[Written exercise]: Copy out each of the following records word for word.

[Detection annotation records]
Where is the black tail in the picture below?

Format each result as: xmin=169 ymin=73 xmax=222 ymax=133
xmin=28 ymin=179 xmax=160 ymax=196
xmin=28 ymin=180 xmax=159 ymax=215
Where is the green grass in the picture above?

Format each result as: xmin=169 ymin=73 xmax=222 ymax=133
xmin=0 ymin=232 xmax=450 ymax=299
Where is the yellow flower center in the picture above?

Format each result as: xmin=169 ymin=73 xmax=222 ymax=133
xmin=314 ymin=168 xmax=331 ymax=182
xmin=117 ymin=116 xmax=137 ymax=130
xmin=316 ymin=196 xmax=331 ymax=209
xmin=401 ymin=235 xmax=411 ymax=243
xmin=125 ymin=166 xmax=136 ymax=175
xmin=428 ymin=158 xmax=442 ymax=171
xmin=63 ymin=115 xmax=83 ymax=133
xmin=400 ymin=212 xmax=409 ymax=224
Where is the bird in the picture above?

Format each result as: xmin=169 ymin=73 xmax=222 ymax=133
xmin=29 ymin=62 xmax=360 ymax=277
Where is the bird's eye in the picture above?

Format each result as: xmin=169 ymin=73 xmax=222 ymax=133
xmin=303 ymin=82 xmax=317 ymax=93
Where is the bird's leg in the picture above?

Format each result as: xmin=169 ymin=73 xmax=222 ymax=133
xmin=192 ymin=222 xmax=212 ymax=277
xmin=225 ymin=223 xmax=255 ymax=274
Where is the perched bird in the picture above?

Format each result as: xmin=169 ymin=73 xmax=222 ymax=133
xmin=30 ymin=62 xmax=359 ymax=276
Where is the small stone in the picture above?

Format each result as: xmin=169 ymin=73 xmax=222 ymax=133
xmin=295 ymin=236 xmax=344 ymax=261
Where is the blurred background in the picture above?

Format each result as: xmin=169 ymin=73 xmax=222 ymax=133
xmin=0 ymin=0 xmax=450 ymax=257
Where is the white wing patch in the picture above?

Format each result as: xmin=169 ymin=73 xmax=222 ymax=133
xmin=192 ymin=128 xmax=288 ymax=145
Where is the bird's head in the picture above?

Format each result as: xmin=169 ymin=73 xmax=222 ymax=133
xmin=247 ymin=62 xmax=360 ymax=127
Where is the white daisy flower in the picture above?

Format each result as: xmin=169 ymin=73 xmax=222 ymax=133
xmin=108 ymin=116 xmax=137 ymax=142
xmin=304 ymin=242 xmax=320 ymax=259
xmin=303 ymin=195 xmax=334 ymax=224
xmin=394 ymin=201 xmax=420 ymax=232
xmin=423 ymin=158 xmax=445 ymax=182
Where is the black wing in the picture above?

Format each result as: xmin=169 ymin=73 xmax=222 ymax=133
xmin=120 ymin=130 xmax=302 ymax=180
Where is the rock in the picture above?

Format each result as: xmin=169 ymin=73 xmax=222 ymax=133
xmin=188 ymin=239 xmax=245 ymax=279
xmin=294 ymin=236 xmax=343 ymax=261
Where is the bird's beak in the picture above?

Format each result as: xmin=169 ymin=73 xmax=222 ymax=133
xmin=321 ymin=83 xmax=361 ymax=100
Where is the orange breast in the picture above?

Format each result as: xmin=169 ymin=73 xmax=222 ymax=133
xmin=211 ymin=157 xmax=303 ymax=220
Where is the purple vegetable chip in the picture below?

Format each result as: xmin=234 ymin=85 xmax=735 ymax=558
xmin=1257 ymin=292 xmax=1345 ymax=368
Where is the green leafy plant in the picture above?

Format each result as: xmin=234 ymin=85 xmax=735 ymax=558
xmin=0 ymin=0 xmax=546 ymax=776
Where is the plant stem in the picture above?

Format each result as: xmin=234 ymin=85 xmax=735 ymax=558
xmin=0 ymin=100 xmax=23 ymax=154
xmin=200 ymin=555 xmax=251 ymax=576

[Response]:
Where is the black tail in the picture below?

Format each result as: xmin=169 ymin=73 xmax=222 ymax=133
xmin=28 ymin=179 xmax=160 ymax=196
xmin=28 ymin=180 xmax=159 ymax=215
Where is the green grass in the picture above?

Format each result as: xmin=169 ymin=73 xmax=222 ymax=133
xmin=0 ymin=232 xmax=450 ymax=299
Where is the yellow flower center in the picture above?

Format each result as: xmin=169 ymin=73 xmax=222 ymax=133
xmin=314 ymin=168 xmax=331 ymax=182
xmin=117 ymin=116 xmax=137 ymax=130
xmin=316 ymin=196 xmax=331 ymax=209
xmin=401 ymin=235 xmax=411 ymax=243
xmin=125 ymin=166 xmax=136 ymax=175
xmin=428 ymin=158 xmax=442 ymax=171
xmin=63 ymin=115 xmax=83 ymax=133
xmin=400 ymin=212 xmax=409 ymax=224
Where is the bird in the picture above?

Format each result as: xmin=169 ymin=73 xmax=222 ymax=133
xmin=29 ymin=62 xmax=360 ymax=277
Where is the bird's eye in the picture above?

Format each result as: xmin=169 ymin=73 xmax=222 ymax=133
xmin=303 ymin=82 xmax=317 ymax=93
Where is the bird's leg in the picture above?

Format each result as: xmin=169 ymin=73 xmax=222 ymax=133
xmin=192 ymin=222 xmax=212 ymax=277
xmin=225 ymin=223 xmax=255 ymax=274
Where is the perched bird in the picture above?

Format each result as: xmin=169 ymin=73 xmax=222 ymax=133
xmin=30 ymin=62 xmax=359 ymax=276
Where is the small stone in the picture above?

Format each result as: xmin=169 ymin=73 xmax=222 ymax=133
xmin=295 ymin=236 xmax=344 ymax=261
Where is the blurred background in the picture above?

Format each result as: xmin=169 ymin=73 xmax=222 ymax=133
xmin=0 ymin=0 xmax=450 ymax=257
Where is the white wing patch in the picture above?

Format each result as: xmin=169 ymin=73 xmax=222 ymax=133
xmin=192 ymin=128 xmax=288 ymax=145
Where is the bird's head in the picture above?

Format each result as: xmin=169 ymin=73 xmax=222 ymax=133
xmin=247 ymin=62 xmax=360 ymax=127
Where is the white daisy flower in the picture above?

Format each result as: xmin=169 ymin=73 xmax=222 ymax=133
xmin=108 ymin=116 xmax=137 ymax=142
xmin=304 ymin=242 xmax=320 ymax=259
xmin=303 ymin=195 xmax=334 ymax=224
xmin=394 ymin=201 xmax=420 ymax=232
xmin=423 ymin=158 xmax=445 ymax=182
Where is the black wing in the picture above?

Format each result as: xmin=169 ymin=73 xmax=222 ymax=133
xmin=120 ymin=130 xmax=302 ymax=180
Where is the rock in the picture above?

Format each result as: xmin=169 ymin=73 xmax=222 ymax=133
xmin=188 ymin=239 xmax=245 ymax=279
xmin=294 ymin=236 xmax=343 ymax=261
Where is the bird's beak in the picture above?

Format each result as: xmin=169 ymin=73 xmax=222 ymax=133
xmin=321 ymin=83 xmax=361 ymax=100
Where is the orange breast in the picture above?

Format each result as: xmin=169 ymin=73 xmax=222 ymax=133
xmin=211 ymin=157 xmax=303 ymax=220
Where is the purple vegetable chip in the picture below?

Format each result as: xmin=234 ymin=85 xmax=735 ymax=558
xmin=1257 ymin=292 xmax=1345 ymax=368
Where is the green leafy plant in the picture above?

Format each result as: xmin=234 ymin=85 xmax=735 ymax=558
xmin=0 ymin=0 xmax=546 ymax=776
Where is the plant stem in the picture above?

Format each result as: xmin=234 ymin=85 xmax=735 ymax=558
xmin=0 ymin=100 xmax=23 ymax=154
xmin=200 ymin=555 xmax=251 ymax=576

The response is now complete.